BEGIN

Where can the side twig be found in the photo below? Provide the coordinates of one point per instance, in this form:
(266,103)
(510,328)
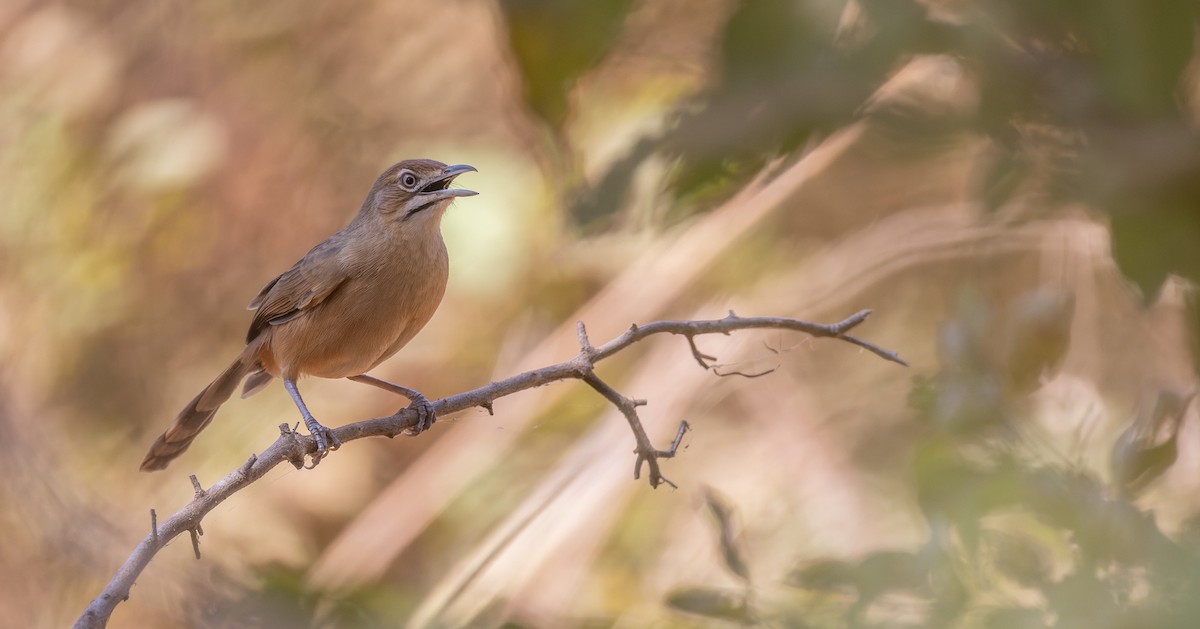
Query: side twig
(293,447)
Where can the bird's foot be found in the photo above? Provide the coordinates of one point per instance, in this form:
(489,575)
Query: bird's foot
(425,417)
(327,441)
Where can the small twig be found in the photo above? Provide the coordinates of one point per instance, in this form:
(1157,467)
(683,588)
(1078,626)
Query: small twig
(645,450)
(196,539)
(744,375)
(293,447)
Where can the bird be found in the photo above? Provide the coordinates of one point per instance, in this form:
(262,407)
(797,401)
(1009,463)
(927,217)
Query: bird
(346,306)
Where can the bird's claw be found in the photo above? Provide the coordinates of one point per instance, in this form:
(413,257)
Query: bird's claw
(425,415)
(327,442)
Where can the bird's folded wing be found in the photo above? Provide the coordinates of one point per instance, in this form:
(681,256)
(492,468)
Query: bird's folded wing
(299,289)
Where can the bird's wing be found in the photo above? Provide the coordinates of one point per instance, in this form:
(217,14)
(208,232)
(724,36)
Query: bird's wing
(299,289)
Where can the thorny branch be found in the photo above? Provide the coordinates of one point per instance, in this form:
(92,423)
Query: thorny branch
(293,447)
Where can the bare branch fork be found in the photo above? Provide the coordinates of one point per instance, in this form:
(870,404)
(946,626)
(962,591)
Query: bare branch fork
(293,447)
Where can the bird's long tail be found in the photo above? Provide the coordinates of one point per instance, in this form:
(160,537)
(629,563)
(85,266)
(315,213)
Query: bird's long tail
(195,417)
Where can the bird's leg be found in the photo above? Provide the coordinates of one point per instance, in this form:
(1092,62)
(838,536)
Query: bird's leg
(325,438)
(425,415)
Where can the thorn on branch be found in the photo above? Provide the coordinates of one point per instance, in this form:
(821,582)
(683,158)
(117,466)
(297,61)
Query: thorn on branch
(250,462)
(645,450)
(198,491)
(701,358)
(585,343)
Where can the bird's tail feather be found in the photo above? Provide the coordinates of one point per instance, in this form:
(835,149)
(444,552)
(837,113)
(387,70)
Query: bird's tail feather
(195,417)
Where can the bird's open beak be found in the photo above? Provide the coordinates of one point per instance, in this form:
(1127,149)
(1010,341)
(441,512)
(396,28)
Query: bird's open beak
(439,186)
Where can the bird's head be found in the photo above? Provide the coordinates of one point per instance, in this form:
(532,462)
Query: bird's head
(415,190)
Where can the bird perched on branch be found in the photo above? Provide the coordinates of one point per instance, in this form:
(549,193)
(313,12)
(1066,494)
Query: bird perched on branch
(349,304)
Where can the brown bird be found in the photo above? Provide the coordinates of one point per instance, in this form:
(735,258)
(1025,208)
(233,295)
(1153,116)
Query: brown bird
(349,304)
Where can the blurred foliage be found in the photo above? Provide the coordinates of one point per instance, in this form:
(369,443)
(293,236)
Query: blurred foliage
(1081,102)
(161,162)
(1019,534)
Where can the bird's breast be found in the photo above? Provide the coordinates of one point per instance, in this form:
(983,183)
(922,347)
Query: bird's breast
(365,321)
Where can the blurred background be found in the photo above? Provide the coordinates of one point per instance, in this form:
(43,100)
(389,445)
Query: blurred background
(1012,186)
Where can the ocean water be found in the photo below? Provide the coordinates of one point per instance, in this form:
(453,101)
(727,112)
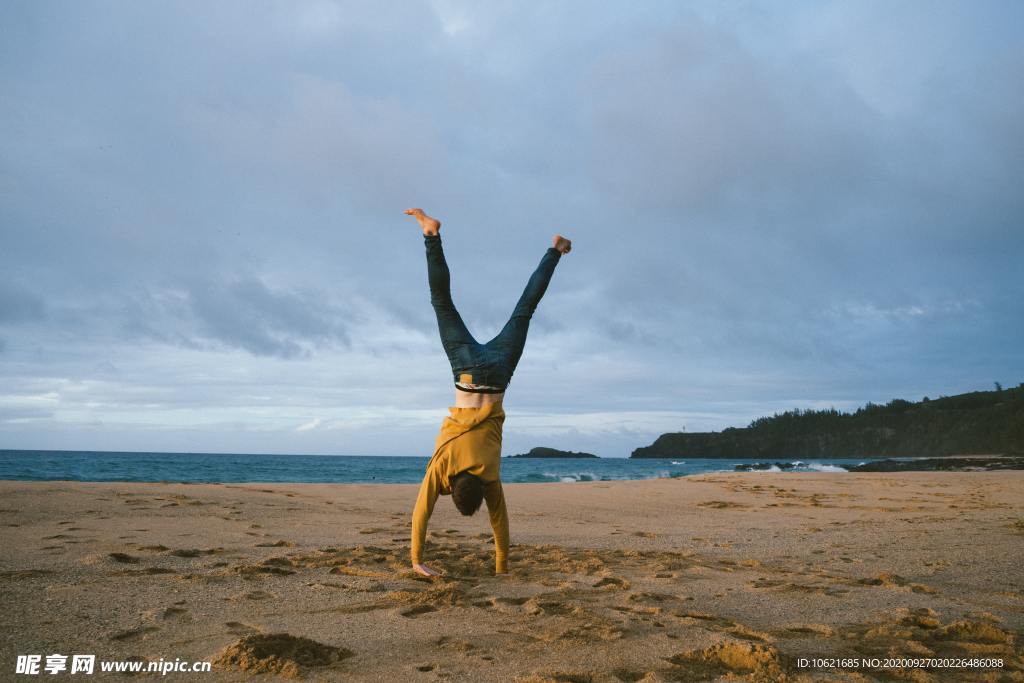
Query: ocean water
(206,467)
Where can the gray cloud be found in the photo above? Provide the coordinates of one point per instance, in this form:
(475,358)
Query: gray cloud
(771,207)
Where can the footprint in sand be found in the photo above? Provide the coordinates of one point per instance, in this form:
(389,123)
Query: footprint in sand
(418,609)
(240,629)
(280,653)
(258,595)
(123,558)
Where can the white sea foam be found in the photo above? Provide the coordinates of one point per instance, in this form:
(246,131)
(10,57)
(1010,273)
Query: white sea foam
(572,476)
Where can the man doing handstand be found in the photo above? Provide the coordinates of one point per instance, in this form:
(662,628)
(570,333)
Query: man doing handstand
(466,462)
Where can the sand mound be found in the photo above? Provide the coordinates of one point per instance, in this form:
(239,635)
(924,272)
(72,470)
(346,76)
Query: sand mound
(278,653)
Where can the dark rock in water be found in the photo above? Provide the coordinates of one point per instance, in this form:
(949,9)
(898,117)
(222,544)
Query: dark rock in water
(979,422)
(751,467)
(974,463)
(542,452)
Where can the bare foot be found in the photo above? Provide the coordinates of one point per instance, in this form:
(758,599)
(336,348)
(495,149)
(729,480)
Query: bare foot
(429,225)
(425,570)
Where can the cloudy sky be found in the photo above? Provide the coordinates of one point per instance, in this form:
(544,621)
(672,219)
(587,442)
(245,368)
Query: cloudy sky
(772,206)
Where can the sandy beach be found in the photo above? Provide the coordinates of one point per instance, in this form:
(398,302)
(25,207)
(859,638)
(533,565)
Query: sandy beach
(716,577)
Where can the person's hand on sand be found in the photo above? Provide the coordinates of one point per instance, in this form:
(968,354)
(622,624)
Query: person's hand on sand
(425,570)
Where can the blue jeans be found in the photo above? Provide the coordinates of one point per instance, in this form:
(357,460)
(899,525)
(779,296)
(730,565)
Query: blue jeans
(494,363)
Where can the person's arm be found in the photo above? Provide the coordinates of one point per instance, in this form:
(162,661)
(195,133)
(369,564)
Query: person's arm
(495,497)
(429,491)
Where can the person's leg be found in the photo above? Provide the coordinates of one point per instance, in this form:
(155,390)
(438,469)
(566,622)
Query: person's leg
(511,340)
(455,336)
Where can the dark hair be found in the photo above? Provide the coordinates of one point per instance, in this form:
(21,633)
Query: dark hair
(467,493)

END

Within the entries above, find every line where the string "below" occurs, and copy it.

Where can the side twig be found in the photo below? Provide the coordinates of one point per instance, in this form:
Where can the ocean water be found in the photo below? Provide the coordinates of one point per instance, in this form:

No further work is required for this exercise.